> _REQUIRED WORK_
Every entry must be set down exactly in the answer; no pictures should appear.

START DATA FOR THIS EXERCISE

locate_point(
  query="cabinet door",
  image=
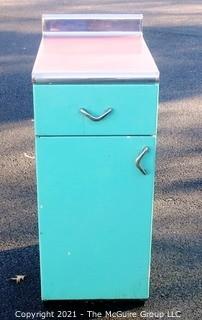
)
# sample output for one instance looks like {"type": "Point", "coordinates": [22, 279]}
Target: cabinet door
{"type": "Point", "coordinates": [95, 213]}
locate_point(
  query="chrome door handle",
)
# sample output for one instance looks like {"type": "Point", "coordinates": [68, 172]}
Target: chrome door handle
{"type": "Point", "coordinates": [95, 118]}
{"type": "Point", "coordinates": [139, 158]}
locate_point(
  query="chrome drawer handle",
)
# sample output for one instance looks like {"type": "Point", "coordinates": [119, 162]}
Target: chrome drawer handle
{"type": "Point", "coordinates": [94, 118]}
{"type": "Point", "coordinates": [139, 158]}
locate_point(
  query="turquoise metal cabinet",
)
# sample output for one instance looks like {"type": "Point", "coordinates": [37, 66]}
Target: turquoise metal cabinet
{"type": "Point", "coordinates": [95, 161]}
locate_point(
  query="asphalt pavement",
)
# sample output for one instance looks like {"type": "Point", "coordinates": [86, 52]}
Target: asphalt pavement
{"type": "Point", "coordinates": [173, 31]}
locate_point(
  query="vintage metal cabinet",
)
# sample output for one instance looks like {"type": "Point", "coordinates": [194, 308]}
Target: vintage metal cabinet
{"type": "Point", "coordinates": [95, 88]}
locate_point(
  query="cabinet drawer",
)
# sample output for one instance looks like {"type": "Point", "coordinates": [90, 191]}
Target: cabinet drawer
{"type": "Point", "coordinates": [132, 109]}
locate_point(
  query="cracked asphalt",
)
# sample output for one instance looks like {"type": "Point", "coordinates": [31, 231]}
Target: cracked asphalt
{"type": "Point", "coordinates": [173, 31]}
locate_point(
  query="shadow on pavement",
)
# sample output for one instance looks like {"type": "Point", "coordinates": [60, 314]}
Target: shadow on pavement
{"type": "Point", "coordinates": [175, 50]}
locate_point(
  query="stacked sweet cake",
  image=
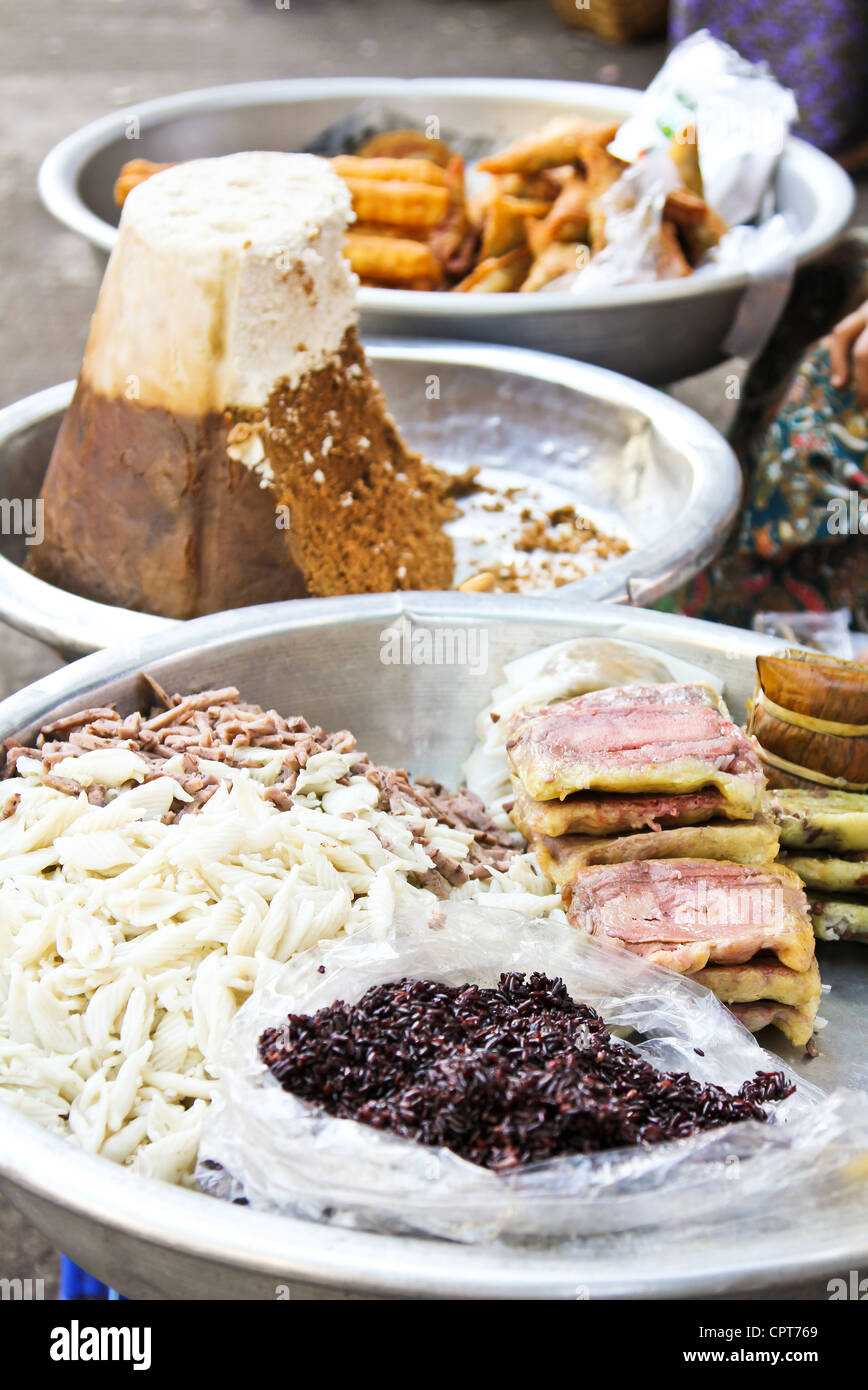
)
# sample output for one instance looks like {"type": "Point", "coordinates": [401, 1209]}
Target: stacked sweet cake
{"type": "Point", "coordinates": [644, 805]}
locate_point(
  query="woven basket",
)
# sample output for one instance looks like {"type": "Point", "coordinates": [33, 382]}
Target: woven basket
{"type": "Point", "coordinates": [615, 20]}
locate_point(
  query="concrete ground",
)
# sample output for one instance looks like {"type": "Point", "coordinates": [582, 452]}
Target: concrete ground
{"type": "Point", "coordinates": [68, 61]}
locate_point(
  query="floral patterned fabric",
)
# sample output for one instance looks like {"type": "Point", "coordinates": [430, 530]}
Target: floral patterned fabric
{"type": "Point", "coordinates": [815, 47]}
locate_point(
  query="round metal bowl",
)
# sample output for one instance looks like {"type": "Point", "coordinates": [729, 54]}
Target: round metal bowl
{"type": "Point", "coordinates": [640, 464]}
{"type": "Point", "coordinates": [153, 1240]}
{"type": "Point", "coordinates": [654, 332]}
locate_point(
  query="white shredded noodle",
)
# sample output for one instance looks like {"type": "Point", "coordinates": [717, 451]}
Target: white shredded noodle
{"type": "Point", "coordinates": [128, 944]}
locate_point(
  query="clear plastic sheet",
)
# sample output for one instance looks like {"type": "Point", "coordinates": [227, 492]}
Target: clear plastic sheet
{"type": "Point", "coordinates": [263, 1146]}
{"type": "Point", "coordinates": [826, 631]}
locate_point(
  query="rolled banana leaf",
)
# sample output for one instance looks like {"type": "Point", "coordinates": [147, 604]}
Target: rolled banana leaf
{"type": "Point", "coordinates": [810, 715]}
{"type": "Point", "coordinates": [818, 685]}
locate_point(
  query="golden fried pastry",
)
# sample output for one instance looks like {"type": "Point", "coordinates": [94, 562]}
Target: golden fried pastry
{"type": "Point", "coordinates": [557, 260]}
{"type": "Point", "coordinates": [391, 260]}
{"type": "Point", "coordinates": [132, 174]}
{"type": "Point", "coordinates": [501, 274]}
{"type": "Point", "coordinates": [504, 225]}
{"type": "Point", "coordinates": [401, 145]}
{"type": "Point", "coordinates": [392, 200]}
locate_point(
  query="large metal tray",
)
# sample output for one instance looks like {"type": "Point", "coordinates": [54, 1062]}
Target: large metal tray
{"type": "Point", "coordinates": [654, 332]}
{"type": "Point", "coordinates": [639, 463]}
{"type": "Point", "coordinates": [323, 658]}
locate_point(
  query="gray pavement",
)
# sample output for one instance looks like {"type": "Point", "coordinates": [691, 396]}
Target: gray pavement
{"type": "Point", "coordinates": [68, 61]}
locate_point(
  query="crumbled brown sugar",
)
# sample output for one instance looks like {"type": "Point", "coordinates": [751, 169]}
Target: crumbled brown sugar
{"type": "Point", "coordinates": [363, 519]}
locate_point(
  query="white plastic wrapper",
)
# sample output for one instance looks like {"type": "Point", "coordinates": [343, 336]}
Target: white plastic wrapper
{"type": "Point", "coordinates": [740, 113]}
{"type": "Point", "coordinates": [555, 673]}
{"type": "Point", "coordinates": [277, 1153]}
{"type": "Point", "coordinates": [825, 631]}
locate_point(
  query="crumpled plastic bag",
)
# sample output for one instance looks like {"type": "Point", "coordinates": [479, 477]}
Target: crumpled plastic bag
{"type": "Point", "coordinates": [740, 113]}
{"type": "Point", "coordinates": [277, 1153]}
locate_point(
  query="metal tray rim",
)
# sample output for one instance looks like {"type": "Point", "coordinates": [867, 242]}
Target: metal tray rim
{"type": "Point", "coordinates": [75, 624]}
{"type": "Point", "coordinates": [156, 1215]}
{"type": "Point", "coordinates": [60, 173]}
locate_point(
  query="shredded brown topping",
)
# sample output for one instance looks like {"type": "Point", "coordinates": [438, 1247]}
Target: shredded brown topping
{"type": "Point", "coordinates": [217, 726]}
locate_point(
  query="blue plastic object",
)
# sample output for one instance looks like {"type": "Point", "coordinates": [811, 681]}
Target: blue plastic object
{"type": "Point", "coordinates": [78, 1283]}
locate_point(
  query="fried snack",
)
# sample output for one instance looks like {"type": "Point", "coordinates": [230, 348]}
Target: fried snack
{"type": "Point", "coordinates": [557, 260]}
{"type": "Point", "coordinates": [411, 234]}
{"type": "Point", "coordinates": [543, 186]}
{"type": "Point", "coordinates": [698, 227]}
{"type": "Point", "coordinates": [641, 738]}
{"type": "Point", "coordinates": [401, 145]}
{"type": "Point", "coordinates": [686, 913]}
{"type": "Point", "coordinates": [455, 241]}
{"type": "Point", "coordinates": [558, 142]}
{"type": "Point", "coordinates": [685, 154]}
{"type": "Point", "coordinates": [406, 170]}
{"type": "Point", "coordinates": [568, 217]}
{"type": "Point", "coordinates": [132, 174]}
{"type": "Point", "coordinates": [501, 274]}
{"type": "Point", "coordinates": [504, 224]}
{"type": "Point", "coordinates": [390, 260]}
{"type": "Point", "coordinates": [743, 843]}
{"type": "Point", "coordinates": [839, 919]}
{"type": "Point", "coordinates": [603, 170]}
{"type": "Point", "coordinates": [399, 203]}
{"type": "Point", "coordinates": [831, 873]}
{"type": "Point", "coordinates": [820, 819]}
{"type": "Point", "coordinates": [671, 260]}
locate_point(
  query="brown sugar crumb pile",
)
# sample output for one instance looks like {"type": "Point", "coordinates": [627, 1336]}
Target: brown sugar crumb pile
{"type": "Point", "coordinates": [366, 514]}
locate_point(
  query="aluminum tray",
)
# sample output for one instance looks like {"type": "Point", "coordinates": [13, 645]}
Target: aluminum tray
{"type": "Point", "coordinates": [654, 332]}
{"type": "Point", "coordinates": [637, 463]}
{"type": "Point", "coordinates": [323, 658]}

END DATA FOR THIS EXERCISE

> _TASK RESPONSE_
locate_point(
  query="cabinet door",
  image=
)
# sample output for one instance looks like {"type": "Point", "coordinates": [22, 279]}
Target: cabinet door
{"type": "Point", "coordinates": [95, 213]}
locate_point(
  query="chrome door handle",
)
# sample output for one instance looks like {"type": "Point", "coordinates": [68, 172]}
Target: chrome door handle
{"type": "Point", "coordinates": [95, 118]}
{"type": "Point", "coordinates": [139, 158]}
locate_point(
  query="chrome drawer handle",
)
# sample output for one instance looks like {"type": "Point", "coordinates": [119, 162]}
Target: chrome drawer handle
{"type": "Point", "coordinates": [94, 118]}
{"type": "Point", "coordinates": [139, 158]}
locate_point(
  query="turquoise metal cabinet",
)
# sample output for one instance looks like {"type": "Point", "coordinates": [37, 66]}
Target: turquoise metal cabinet
{"type": "Point", "coordinates": [95, 161]}
locate_point(
  query="asphalt pavement",
)
# sample output for one instance looks like {"type": "Point", "coordinates": [86, 52]}
Target: asphalt pavement
{"type": "Point", "coordinates": [173, 31]}
locate_point(
  query="vintage metal cabinet",
)
# sample output for one instance looks like {"type": "Point", "coordinates": [194, 308]}
Target: vintage metal cabinet
{"type": "Point", "coordinates": [95, 88]}
locate_point(
  query="cabinet drawer",
)
# sample output for one instance looks like {"type": "Point", "coordinates": [90, 191]}
Target: cabinet drawer
{"type": "Point", "coordinates": [132, 109]}
locate_point(
  query="cracked asphalt",
)
# sample output for one instance looks like {"type": "Point", "coordinates": [31, 231]}
Target: cracked asphalt
{"type": "Point", "coordinates": [173, 31]}
locate_point(
  query="shadow on pavement",
)
# sample output for one instance looks like {"type": "Point", "coordinates": [60, 314]}
Target: shadow on pavement
{"type": "Point", "coordinates": [175, 50]}
locate_point(
  query="stacked sweet cake",
  image=
)
# sample output for one instance looks like {"type": "Point", "coordinates": [401, 1209]}
Target: stacked sweet cake
{"type": "Point", "coordinates": [644, 805]}
locate_point(
  query="woven basket",
)
# sample output for one instance looks like {"type": "Point", "coordinates": [33, 382]}
Target: woven basket
{"type": "Point", "coordinates": [615, 20]}
locate_point(
  query="concrete ground",
)
# sample output for one instance looks like {"type": "Point", "coordinates": [582, 452]}
Target: concrete ground
{"type": "Point", "coordinates": [68, 61]}
locate_point(
  query="floral patterned fabric",
)
# sample output for one instance looks like {"type": "Point", "coordinates": [430, 530]}
Target: floral patterned fabric
{"type": "Point", "coordinates": [815, 47]}
locate_point(
  query="round metal bowl",
)
# sample output for one instance looks like {"type": "Point", "coordinates": [729, 54]}
Target: round metal bowl
{"type": "Point", "coordinates": [640, 464]}
{"type": "Point", "coordinates": [153, 1240]}
{"type": "Point", "coordinates": [654, 332]}
locate_point(
  query="white shredded noodle",
)
# sample output for one instance looks like {"type": "Point", "coordinates": [717, 451]}
Target: white shredded noodle
{"type": "Point", "coordinates": [128, 944]}
locate_point(
  query="clear plastic sheet",
)
# sample output for one instance looks like {"type": "Point", "coordinates": [227, 492]}
Target: clear plastic sheet
{"type": "Point", "coordinates": [263, 1146]}
{"type": "Point", "coordinates": [826, 631]}
locate_point(
  query="rolled banana leaf",
)
# sample output for one instance looks like {"type": "Point", "coordinates": [147, 604]}
Target: rolled banana leaf
{"type": "Point", "coordinates": [810, 715]}
{"type": "Point", "coordinates": [818, 685]}
locate_point(
  query="golden fried pastry",
)
# sample output for one instance looks like {"type": "Point", "coordinates": [94, 562]}
Target: golden fried pastry
{"type": "Point", "coordinates": [557, 260]}
{"type": "Point", "coordinates": [391, 260]}
{"type": "Point", "coordinates": [132, 174]}
{"type": "Point", "coordinates": [501, 274]}
{"type": "Point", "coordinates": [504, 225]}
{"type": "Point", "coordinates": [401, 145]}
{"type": "Point", "coordinates": [392, 200]}
locate_point(
  query="large metal tray",
)
# sample output for one instance looks like {"type": "Point", "coordinates": [54, 1062]}
Target: large metal tray
{"type": "Point", "coordinates": [654, 332]}
{"type": "Point", "coordinates": [639, 463]}
{"type": "Point", "coordinates": [323, 658]}
locate_point(
  query="gray pavement",
)
# sample output for one instance looks like {"type": "Point", "coordinates": [691, 396]}
Target: gray pavement
{"type": "Point", "coordinates": [68, 61]}
locate_point(
  query="crumbled brown sugar",
)
# sample output for one instance looks like {"type": "Point", "coordinates": [751, 169]}
Target: crumbled brown sugar
{"type": "Point", "coordinates": [363, 519]}
locate_point(
  query="white plastic wrapper",
)
# sample output for one instance looks like {"type": "Point", "coordinates": [343, 336]}
Target: white plastic wrapper
{"type": "Point", "coordinates": [740, 113]}
{"type": "Point", "coordinates": [555, 673]}
{"type": "Point", "coordinates": [277, 1153]}
{"type": "Point", "coordinates": [825, 631]}
locate_point(
  query="crumpled plastic bag",
)
# sample output for one instance looks like {"type": "Point", "coordinates": [479, 477]}
Target: crumpled plastic bag
{"type": "Point", "coordinates": [740, 113]}
{"type": "Point", "coordinates": [277, 1153]}
locate_point(
  query="metal tray rim",
)
# sample output for one instance looks like {"type": "Point", "coordinates": [867, 242]}
Target: metal tray rim
{"type": "Point", "coordinates": [75, 624]}
{"type": "Point", "coordinates": [156, 1215]}
{"type": "Point", "coordinates": [60, 173]}
locate_point(
  query="shredded brown topping",
)
# sample output for one instance looks like {"type": "Point", "coordinates": [438, 1247]}
Target: shredded brown topping
{"type": "Point", "coordinates": [217, 726]}
locate_point(
  query="blue plastic object",
)
# sample output for one instance looks like {"type": "Point", "coordinates": [811, 681]}
Target: blue plastic object
{"type": "Point", "coordinates": [78, 1283]}
locate_point(
  query="fried snack",
)
# sample output for one instance looks like {"type": "Point", "coordinates": [230, 348]}
Target: fried snack
{"type": "Point", "coordinates": [557, 260]}
{"type": "Point", "coordinates": [411, 234]}
{"type": "Point", "coordinates": [543, 186]}
{"type": "Point", "coordinates": [698, 227]}
{"type": "Point", "coordinates": [641, 738]}
{"type": "Point", "coordinates": [401, 145]}
{"type": "Point", "coordinates": [686, 913]}
{"type": "Point", "coordinates": [455, 241]}
{"type": "Point", "coordinates": [558, 142]}
{"type": "Point", "coordinates": [685, 154]}
{"type": "Point", "coordinates": [406, 170]}
{"type": "Point", "coordinates": [568, 217]}
{"type": "Point", "coordinates": [132, 174]}
{"type": "Point", "coordinates": [501, 274]}
{"type": "Point", "coordinates": [504, 224]}
{"type": "Point", "coordinates": [390, 260]}
{"type": "Point", "coordinates": [743, 843]}
{"type": "Point", "coordinates": [839, 919]}
{"type": "Point", "coordinates": [603, 170]}
{"type": "Point", "coordinates": [399, 203]}
{"type": "Point", "coordinates": [831, 873]}
{"type": "Point", "coordinates": [820, 819]}
{"type": "Point", "coordinates": [671, 260]}
locate_point(
  query="brown sugar crumb pile",
)
# sample output for one instance looks like {"type": "Point", "coordinates": [627, 1336]}
Target: brown sugar crumb pile
{"type": "Point", "coordinates": [366, 514]}
locate_point(
  query="aluminum tray",
)
# sample output for one instance looks like {"type": "Point", "coordinates": [13, 645]}
Target: aluminum tray
{"type": "Point", "coordinates": [654, 332]}
{"type": "Point", "coordinates": [637, 463]}
{"type": "Point", "coordinates": [323, 658]}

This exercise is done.